#### Problem details:
Please report every line below that contains the word "sunlit", copying each one in full.

#### Record set:
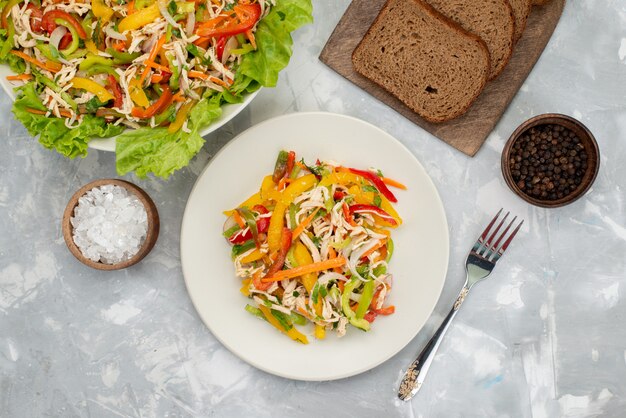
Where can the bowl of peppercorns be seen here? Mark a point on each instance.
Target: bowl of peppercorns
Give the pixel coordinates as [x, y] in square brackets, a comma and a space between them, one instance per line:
[550, 160]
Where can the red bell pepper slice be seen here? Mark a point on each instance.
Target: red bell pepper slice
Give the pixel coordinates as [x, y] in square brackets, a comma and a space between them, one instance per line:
[370, 316]
[387, 310]
[246, 17]
[117, 92]
[262, 225]
[378, 183]
[373, 209]
[278, 264]
[66, 40]
[291, 161]
[156, 107]
[36, 16]
[219, 47]
[48, 23]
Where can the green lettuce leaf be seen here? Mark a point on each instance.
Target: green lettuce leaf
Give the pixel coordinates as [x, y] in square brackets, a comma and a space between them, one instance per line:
[149, 150]
[16, 63]
[53, 134]
[274, 42]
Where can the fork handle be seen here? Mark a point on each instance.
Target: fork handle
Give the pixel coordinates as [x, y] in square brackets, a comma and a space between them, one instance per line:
[423, 362]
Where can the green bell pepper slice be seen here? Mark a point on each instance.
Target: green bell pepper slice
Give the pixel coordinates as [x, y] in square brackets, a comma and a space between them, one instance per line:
[54, 87]
[48, 51]
[345, 306]
[75, 39]
[166, 115]
[366, 298]
[8, 45]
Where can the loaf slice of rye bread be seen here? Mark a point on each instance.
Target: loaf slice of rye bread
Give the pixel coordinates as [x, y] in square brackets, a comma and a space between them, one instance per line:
[492, 20]
[521, 10]
[427, 61]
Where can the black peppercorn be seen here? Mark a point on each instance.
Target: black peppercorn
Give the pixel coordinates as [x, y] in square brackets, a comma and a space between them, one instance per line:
[548, 162]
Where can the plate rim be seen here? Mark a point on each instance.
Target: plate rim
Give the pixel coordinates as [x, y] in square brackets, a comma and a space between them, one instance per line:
[445, 262]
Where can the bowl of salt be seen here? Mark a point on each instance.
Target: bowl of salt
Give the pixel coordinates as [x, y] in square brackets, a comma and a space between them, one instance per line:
[110, 224]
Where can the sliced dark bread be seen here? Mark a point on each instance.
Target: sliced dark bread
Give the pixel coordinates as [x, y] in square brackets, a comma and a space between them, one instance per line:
[492, 20]
[427, 61]
[521, 10]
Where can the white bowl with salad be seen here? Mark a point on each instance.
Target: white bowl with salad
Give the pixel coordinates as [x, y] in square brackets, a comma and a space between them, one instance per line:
[151, 77]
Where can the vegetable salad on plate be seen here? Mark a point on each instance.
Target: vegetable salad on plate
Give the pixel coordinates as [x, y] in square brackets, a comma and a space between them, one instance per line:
[313, 246]
[153, 72]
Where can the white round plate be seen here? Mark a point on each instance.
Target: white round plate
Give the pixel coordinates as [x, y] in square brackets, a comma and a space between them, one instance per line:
[418, 265]
[229, 111]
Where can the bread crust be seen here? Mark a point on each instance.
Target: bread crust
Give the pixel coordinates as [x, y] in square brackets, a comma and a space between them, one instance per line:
[521, 19]
[451, 25]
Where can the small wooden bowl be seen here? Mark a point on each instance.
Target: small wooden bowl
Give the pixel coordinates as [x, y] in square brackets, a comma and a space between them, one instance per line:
[151, 234]
[586, 138]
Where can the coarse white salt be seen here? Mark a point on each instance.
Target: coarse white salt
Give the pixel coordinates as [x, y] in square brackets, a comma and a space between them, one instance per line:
[110, 224]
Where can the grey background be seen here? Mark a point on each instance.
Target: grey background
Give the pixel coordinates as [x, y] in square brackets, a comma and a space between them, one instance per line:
[544, 337]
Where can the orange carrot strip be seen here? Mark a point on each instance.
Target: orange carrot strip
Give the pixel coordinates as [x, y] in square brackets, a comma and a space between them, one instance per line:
[305, 269]
[20, 77]
[197, 74]
[237, 217]
[156, 66]
[48, 66]
[219, 81]
[64, 113]
[375, 247]
[298, 230]
[393, 183]
[119, 46]
[178, 97]
[157, 47]
[251, 38]
[333, 254]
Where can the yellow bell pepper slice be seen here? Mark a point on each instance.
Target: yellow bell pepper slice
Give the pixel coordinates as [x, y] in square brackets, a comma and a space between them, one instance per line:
[137, 95]
[181, 117]
[101, 10]
[320, 332]
[139, 19]
[245, 287]
[293, 333]
[303, 257]
[253, 200]
[268, 189]
[344, 178]
[91, 47]
[92, 87]
[253, 256]
[367, 198]
[277, 221]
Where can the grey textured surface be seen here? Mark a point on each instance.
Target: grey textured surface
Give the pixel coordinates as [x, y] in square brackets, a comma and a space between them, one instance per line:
[543, 338]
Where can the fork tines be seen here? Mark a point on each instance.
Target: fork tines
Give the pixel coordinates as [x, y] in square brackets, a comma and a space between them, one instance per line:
[489, 249]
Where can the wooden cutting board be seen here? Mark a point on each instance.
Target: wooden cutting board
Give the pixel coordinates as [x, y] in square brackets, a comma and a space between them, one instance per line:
[468, 132]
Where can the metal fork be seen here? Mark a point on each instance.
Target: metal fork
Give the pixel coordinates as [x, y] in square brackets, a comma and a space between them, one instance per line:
[479, 263]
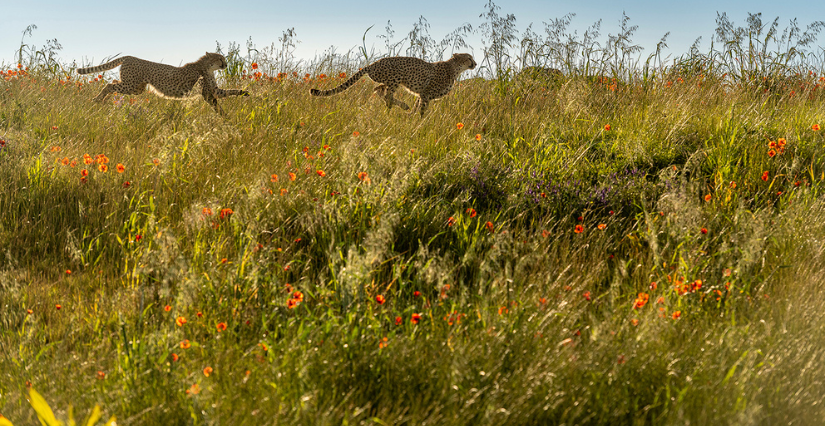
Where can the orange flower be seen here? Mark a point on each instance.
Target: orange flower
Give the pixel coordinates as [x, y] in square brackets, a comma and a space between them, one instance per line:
[641, 300]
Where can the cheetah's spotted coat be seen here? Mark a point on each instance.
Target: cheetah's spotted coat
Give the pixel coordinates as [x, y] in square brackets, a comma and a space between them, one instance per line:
[427, 80]
[166, 80]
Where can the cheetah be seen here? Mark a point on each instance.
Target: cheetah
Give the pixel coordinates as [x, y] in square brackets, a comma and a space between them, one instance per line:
[426, 80]
[166, 81]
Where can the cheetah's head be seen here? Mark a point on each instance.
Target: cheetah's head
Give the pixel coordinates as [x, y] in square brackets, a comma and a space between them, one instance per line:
[464, 61]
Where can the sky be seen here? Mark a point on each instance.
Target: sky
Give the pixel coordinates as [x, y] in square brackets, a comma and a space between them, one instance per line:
[176, 32]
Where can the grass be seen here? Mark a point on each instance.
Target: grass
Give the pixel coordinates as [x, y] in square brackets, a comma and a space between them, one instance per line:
[471, 229]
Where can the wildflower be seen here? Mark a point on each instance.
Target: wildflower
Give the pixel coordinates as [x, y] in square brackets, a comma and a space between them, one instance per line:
[641, 300]
[194, 389]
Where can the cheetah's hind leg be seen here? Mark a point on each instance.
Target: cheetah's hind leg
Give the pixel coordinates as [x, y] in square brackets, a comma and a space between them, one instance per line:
[382, 91]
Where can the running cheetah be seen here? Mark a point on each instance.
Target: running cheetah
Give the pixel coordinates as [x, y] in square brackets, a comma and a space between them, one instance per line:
[166, 80]
[426, 80]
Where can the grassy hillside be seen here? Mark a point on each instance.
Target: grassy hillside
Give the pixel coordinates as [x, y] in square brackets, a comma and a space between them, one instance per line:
[587, 251]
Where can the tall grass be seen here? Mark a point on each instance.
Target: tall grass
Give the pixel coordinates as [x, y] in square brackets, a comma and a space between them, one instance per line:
[608, 248]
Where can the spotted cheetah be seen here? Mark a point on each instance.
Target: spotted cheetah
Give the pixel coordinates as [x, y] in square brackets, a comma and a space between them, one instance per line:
[166, 80]
[426, 80]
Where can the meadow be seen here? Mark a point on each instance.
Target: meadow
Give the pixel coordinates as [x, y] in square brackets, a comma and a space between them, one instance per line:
[609, 247]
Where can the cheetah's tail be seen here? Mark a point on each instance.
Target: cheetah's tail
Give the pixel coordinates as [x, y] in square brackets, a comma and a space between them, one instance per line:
[104, 67]
[344, 86]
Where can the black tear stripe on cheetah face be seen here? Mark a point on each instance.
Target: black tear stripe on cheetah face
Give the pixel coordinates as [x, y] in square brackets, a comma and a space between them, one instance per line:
[136, 75]
[427, 80]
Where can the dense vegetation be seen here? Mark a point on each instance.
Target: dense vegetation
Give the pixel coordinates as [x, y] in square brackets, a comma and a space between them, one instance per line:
[628, 244]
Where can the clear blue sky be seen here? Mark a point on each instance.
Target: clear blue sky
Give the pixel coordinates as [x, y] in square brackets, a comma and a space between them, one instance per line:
[175, 32]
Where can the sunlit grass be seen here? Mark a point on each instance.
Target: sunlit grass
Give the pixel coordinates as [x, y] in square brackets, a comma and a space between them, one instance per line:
[321, 261]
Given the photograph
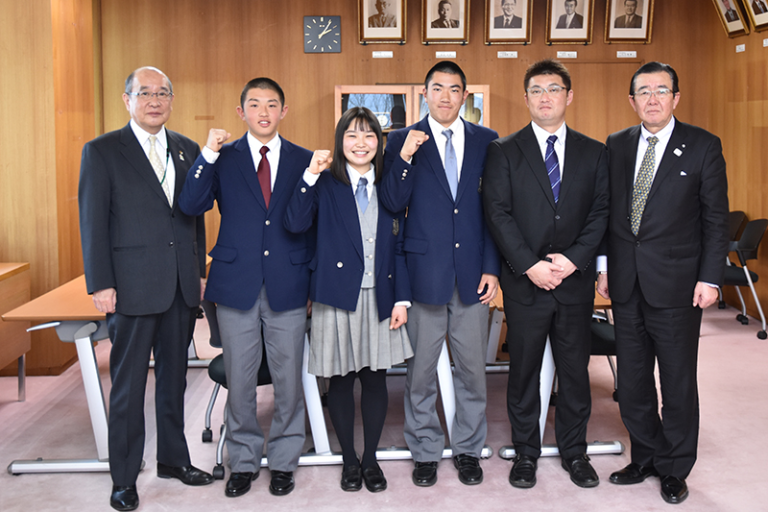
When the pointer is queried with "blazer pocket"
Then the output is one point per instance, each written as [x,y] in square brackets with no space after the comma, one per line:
[225,254]
[129,248]
[300,256]
[416,245]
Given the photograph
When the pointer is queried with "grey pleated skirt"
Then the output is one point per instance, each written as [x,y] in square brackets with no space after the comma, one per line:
[347,341]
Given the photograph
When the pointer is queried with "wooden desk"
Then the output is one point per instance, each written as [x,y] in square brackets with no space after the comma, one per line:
[15,341]
[70,310]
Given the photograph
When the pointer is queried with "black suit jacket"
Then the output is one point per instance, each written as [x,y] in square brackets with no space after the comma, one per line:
[132,239]
[683,236]
[576,22]
[527,224]
[515,22]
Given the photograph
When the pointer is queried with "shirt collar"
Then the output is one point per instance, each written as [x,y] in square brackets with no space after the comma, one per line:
[255,144]
[142,135]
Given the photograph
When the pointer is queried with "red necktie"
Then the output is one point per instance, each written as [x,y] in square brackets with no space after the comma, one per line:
[264,174]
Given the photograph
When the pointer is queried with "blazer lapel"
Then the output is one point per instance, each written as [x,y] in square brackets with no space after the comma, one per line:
[529,146]
[345,202]
[134,154]
[429,156]
[669,159]
[245,165]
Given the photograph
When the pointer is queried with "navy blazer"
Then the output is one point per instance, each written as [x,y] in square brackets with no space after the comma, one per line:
[132,239]
[337,268]
[253,247]
[446,241]
[526,222]
[683,236]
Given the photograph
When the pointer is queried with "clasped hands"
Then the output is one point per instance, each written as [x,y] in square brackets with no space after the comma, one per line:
[547,274]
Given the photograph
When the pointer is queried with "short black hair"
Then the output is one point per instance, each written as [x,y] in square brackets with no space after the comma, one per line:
[262,83]
[356,116]
[129,80]
[446,66]
[655,67]
[547,67]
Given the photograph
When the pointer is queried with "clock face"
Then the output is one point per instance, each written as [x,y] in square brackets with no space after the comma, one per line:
[322,34]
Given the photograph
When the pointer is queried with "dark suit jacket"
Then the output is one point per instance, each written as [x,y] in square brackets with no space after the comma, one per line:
[683,236]
[621,22]
[253,247]
[526,222]
[439,24]
[446,241]
[576,22]
[516,22]
[337,268]
[132,239]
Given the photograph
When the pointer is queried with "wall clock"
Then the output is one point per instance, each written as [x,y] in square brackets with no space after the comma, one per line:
[322,34]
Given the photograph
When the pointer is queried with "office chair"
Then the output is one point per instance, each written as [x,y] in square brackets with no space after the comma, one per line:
[746,249]
[736,220]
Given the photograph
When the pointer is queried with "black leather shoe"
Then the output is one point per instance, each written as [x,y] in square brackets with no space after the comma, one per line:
[470,472]
[633,473]
[523,473]
[282,483]
[424,474]
[581,471]
[351,478]
[673,489]
[190,475]
[124,497]
[374,479]
[239,483]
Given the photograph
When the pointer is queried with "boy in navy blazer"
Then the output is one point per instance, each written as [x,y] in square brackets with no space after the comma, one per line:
[259,279]
[435,168]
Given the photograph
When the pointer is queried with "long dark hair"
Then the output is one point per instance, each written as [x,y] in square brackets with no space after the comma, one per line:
[355,116]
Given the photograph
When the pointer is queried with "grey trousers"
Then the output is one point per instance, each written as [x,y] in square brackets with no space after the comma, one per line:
[284,343]
[467,330]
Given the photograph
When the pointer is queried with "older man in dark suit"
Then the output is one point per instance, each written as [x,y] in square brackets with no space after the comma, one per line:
[144,260]
[546,201]
[667,242]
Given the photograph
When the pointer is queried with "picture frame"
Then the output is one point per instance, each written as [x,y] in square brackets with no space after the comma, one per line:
[732,17]
[757,11]
[444,21]
[512,26]
[628,21]
[569,21]
[382,21]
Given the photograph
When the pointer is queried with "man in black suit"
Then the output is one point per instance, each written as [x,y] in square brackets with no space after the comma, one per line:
[630,18]
[570,19]
[667,242]
[508,19]
[144,261]
[545,194]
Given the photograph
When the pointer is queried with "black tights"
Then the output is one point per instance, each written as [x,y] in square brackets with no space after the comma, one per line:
[373,406]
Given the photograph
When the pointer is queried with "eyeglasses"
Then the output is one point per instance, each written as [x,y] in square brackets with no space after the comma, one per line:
[145,96]
[645,95]
[552,90]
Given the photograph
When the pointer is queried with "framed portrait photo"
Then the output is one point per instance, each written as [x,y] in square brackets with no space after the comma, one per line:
[382,21]
[757,10]
[508,21]
[444,21]
[569,21]
[628,21]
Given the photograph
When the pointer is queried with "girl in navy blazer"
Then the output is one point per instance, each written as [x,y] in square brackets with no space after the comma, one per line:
[359,286]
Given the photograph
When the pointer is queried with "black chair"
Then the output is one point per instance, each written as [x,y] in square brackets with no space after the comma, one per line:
[219,377]
[736,221]
[746,249]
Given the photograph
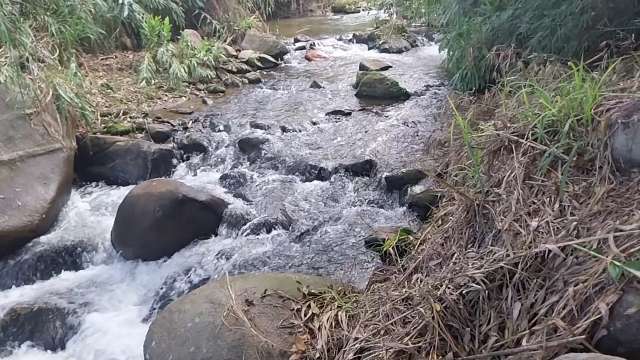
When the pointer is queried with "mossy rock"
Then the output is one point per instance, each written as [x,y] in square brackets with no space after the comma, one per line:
[375,85]
[118,129]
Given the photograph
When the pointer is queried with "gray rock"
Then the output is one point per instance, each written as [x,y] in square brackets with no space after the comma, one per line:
[376,85]
[624,140]
[160,133]
[122,161]
[264,43]
[160,217]
[401,180]
[394,45]
[48,327]
[621,332]
[587,356]
[374,65]
[192,37]
[202,325]
[253,78]
[26,268]
[36,173]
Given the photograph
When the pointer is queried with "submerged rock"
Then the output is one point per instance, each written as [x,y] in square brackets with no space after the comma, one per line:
[160,217]
[621,332]
[205,320]
[46,326]
[394,45]
[42,264]
[376,85]
[122,161]
[401,180]
[264,43]
[374,65]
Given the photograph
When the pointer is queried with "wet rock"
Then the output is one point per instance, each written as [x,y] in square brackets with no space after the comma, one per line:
[253,78]
[229,80]
[173,287]
[624,127]
[308,172]
[192,144]
[42,264]
[587,356]
[192,37]
[160,217]
[234,180]
[258,125]
[235,67]
[374,65]
[339,113]
[423,202]
[218,333]
[365,168]
[315,55]
[315,85]
[301,38]
[229,51]
[376,85]
[46,326]
[262,62]
[36,173]
[621,332]
[122,161]
[401,180]
[266,225]
[264,43]
[215,89]
[252,146]
[160,133]
[394,45]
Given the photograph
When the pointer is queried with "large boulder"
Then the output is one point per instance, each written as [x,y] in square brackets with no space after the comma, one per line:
[394,45]
[264,43]
[209,323]
[159,217]
[26,268]
[376,85]
[624,125]
[122,161]
[48,327]
[36,172]
[621,331]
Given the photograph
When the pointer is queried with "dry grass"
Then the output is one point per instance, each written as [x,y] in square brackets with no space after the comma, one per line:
[501,269]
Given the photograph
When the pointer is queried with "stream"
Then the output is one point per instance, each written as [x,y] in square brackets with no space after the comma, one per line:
[329,219]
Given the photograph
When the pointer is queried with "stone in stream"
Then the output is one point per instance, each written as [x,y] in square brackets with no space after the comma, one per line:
[301,38]
[207,319]
[315,85]
[402,179]
[122,161]
[621,331]
[365,168]
[160,217]
[394,45]
[159,133]
[253,78]
[264,43]
[26,268]
[624,128]
[46,326]
[36,172]
[374,65]
[376,85]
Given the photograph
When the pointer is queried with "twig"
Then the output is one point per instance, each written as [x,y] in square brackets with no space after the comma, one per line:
[523,349]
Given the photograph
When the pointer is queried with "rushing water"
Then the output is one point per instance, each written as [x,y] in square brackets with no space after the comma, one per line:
[329,218]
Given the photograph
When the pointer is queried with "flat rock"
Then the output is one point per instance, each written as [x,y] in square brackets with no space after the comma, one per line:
[204,323]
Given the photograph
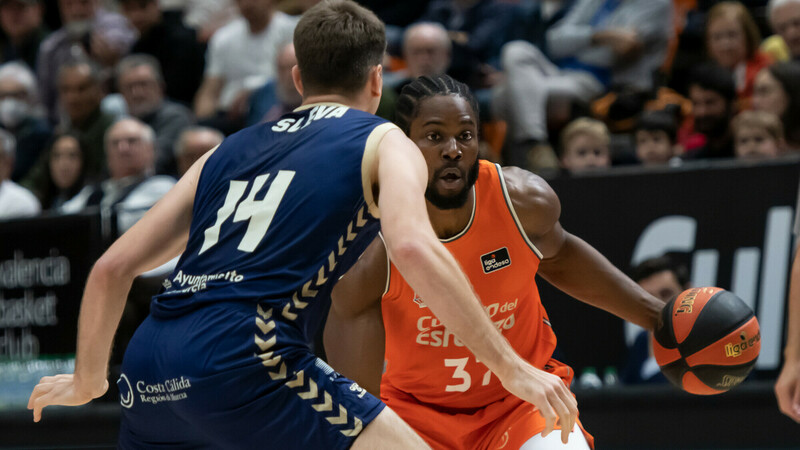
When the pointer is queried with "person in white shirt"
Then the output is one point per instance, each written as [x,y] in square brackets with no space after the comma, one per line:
[15,200]
[240,58]
[132,188]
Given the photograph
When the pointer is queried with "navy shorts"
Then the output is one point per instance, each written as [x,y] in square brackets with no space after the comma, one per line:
[222,377]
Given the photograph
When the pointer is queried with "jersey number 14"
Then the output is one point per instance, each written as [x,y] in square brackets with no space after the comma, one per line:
[258,212]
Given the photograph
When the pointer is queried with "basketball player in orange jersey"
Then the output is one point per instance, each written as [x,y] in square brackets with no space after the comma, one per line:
[502,226]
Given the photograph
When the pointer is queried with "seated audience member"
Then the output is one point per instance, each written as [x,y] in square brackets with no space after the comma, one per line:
[80,92]
[477,29]
[784,17]
[241,58]
[732,41]
[757,135]
[713,96]
[65,172]
[533,18]
[427,51]
[777,90]
[23,29]
[585,146]
[597,45]
[132,188]
[180,54]
[88,31]
[21,115]
[278,96]
[664,279]
[142,86]
[193,143]
[656,139]
[15,200]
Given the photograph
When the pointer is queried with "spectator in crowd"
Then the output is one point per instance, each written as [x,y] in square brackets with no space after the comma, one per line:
[205,16]
[65,175]
[732,41]
[174,45]
[15,200]
[241,57]
[141,84]
[713,96]
[757,135]
[598,44]
[23,29]
[278,96]
[132,188]
[80,91]
[533,18]
[21,115]
[777,90]
[664,279]
[585,145]
[193,143]
[427,51]
[784,16]
[88,31]
[477,29]
[656,138]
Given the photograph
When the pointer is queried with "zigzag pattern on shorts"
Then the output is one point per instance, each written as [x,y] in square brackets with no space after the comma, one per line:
[322,402]
[266,325]
[301,298]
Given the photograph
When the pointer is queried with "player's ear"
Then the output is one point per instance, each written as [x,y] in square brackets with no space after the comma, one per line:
[376,81]
[298,82]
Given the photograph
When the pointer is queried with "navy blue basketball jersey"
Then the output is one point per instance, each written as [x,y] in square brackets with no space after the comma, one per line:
[282,209]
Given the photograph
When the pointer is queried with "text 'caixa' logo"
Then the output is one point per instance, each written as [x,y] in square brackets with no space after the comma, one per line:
[495,260]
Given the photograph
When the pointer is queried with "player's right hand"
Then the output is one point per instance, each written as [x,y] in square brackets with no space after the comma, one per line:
[787,389]
[61,390]
[548,393]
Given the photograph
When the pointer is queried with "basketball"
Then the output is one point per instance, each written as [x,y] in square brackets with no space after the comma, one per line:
[709,340]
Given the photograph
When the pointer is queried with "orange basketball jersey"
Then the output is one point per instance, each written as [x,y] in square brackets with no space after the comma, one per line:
[423,358]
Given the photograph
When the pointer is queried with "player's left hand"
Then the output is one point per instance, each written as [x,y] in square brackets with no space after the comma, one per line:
[787,389]
[60,390]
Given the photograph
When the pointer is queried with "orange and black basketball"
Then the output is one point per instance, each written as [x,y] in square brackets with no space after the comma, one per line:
[709,340]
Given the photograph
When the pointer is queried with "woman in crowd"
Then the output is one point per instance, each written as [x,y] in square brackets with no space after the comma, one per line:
[777,90]
[732,41]
[64,176]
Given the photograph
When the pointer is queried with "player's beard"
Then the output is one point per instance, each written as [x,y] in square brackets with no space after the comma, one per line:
[456,200]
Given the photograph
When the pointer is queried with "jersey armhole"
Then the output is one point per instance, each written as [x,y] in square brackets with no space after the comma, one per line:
[513,212]
[388,267]
[368,162]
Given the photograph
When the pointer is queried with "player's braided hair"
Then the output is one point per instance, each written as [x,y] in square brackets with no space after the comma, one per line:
[423,87]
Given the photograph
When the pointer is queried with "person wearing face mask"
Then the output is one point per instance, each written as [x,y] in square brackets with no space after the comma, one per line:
[20,115]
[89,31]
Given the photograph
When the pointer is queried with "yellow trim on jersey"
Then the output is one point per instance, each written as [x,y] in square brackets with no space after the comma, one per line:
[510,206]
[368,163]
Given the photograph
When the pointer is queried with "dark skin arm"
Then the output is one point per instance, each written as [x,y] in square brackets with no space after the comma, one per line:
[569,263]
[354,335]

#### Solution for this task:
Where can the sunlit grass be seen here? Mark a point on each instance.
Target: sunlit grass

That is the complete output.